» **Text provided**:
I'd love to say that the reunion was wonderful and joyous, but that would be an overstatement. In true southern form, Punky's dad took her return from exile with the same enthusiasm that he applies towards the sun shining. He's just a laid back sort of dude.

Since that one time trip Punky and I have come to understand that his relaxedness about her return was not an offense or an insult, but just the natural reaction of a man that had always sort of held a place for her in his heart and home. Sort of.  It all comes down to expectations again.

If I put myself in his shoes, if I imagined a world in which I had not seen or heard from The Brat in ten years I imagine that there would be many tears and much squishing of the kid. I also don't buy the BS that this is because I am housed in a chick body and therefore chicks cry. Sorry, I believe real men cry. I know they do.

So why the lack of emotions? We still don't actually know. Sure, we have a lot of thoughts and theories but nothing actually concrete.

The new wife, Punky's step-mom, says he's just a man and that's about it.

Punky's dad.. who sometimes goes by Batman.. is sixty years old. Is that too old to teach a dog a new trick? I initially say no, but that no sometimes changes to yes, and then the man surprises us with new tricks that put me back at square one.

Batman is complicated.

The part that Punky and I struggle with the most is that age-wise they are jumping in to that part of child/parent life that is tricky enough on it's own without throwing in kidnapping and other bits. As he grows older it will be her job to be the provider/care taker. This isn't a role she's ready for.

It's already horribly frustrating to her to have to be the voice of reason to her much older patriarch. He's sixty and she's twenty-five. In an ideal world she'd be sowing wild oats while he'd be the voice of reason. It would be his job as the dad to advise her about money, remind her to save and put away for a future, to pick her up when she was down and keep an eye on her health. Instead, it's the other way around. Her reunion with her father didn't allow for her to be the child she missed out on being. So far, she has been the educator.

Me? I have no patriarch. Mine happened to die when I was tiny because he was a foolish old man who was too old to be having babies. I love him, I do, but sometimes I hate him too. His absence in my life caused a lot of unpleasantness.

These new waters that we are navigating a little scary, and very .. I don't know the word.

It seems to turn out a lot that nothing is ever ideal. However, my own personal beliefs don't really allow for me to sit back and say oh well, that's how the cookie crumbles. I know that if I want something done, or to happen, I've got to help it along. I've got to put myself in it to get what I want out of it.

Unfortunately, I also haven't had the greatest of luck with In-Laws. Once bitten-twice shy kind of stuff. It'll be sort of a big deal to pour myself into these new In-Laws who may or may not be able to be shaped into something closer to ideal.

Mostly, it feels like Punky and I spend a lot of time stomping our feet and crying out It's Not Fair! It shows how young we are, not only in years but emotionally and spiritually.

» **What you are asked to do**:
Continue the piece about Punky and her father, Batman, starting after its final sentence.

» **Dataset rows**:
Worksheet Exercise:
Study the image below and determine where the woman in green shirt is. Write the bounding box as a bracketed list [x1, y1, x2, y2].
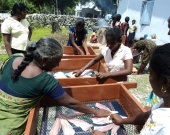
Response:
[0, 38, 110, 135]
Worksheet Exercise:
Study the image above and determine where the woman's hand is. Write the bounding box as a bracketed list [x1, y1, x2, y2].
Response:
[91, 130, 106, 135]
[110, 114, 124, 125]
[95, 109, 111, 117]
[79, 50, 85, 55]
[96, 72, 109, 79]
[73, 69, 83, 77]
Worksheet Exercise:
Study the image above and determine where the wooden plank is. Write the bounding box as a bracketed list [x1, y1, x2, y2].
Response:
[88, 46, 96, 55]
[90, 45, 100, 49]
[40, 84, 120, 106]
[57, 76, 133, 88]
[63, 46, 99, 55]
[53, 58, 99, 71]
[119, 84, 145, 116]
[62, 55, 96, 59]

» **Reply to the exercise**:
So.. why the Georgia dreaming? Well, this year we won't be returning there. It's a very expensive trip to us of very limited funds. We'd probably spend about two thousand dollars to spend a month or so there, and sadly we wouldn't get much out of it. The way I was raised, you never stay in someone else's home, even if they're family, without pitching in. So, when we went to Georgia, I did a lot of grocery shopping, almost all the cooking, and Punky and I both even cleaned their home from top to bottom. Dude.. that's a story for another day.

Punky's dad on the other hand never so much as took one day off of work, save for the day he picked us up from the bus station. He ate the meals we prepared in his bedroom rather than say the kitchen or living room. And, most hurtful of all, he maintained the same day to day routine the whole time his only daughter was there. Which is to say he'd get home from work, shower, watch Days of Our lives, eat then head to bed.

The only exceptions were twice when Punky's brother came over to watch Nascar, and of course there was little talking or bonding as the race was on.

We just can't justify spending two grand on a vacation to the middle of nowhere a place where we essentially blend into the walls.

So what do we do? Do we try and shape them into a more loving ideal family? Or, is that wrong to do and should we just accept them as they are, flaws and all? After all, isn't that how family is supposed to be loved?

Bonus question to Aine, and Jeanne, obviously we'd both love your input and hope to receive it, but you've both also mentioned husbands, children, and grandchildren. As Punky and I have almost no males in our lives, would it be too forward to ask what their two cents might be? Could it really be a male thing to feel little towards a child that is taken away from you for ten years?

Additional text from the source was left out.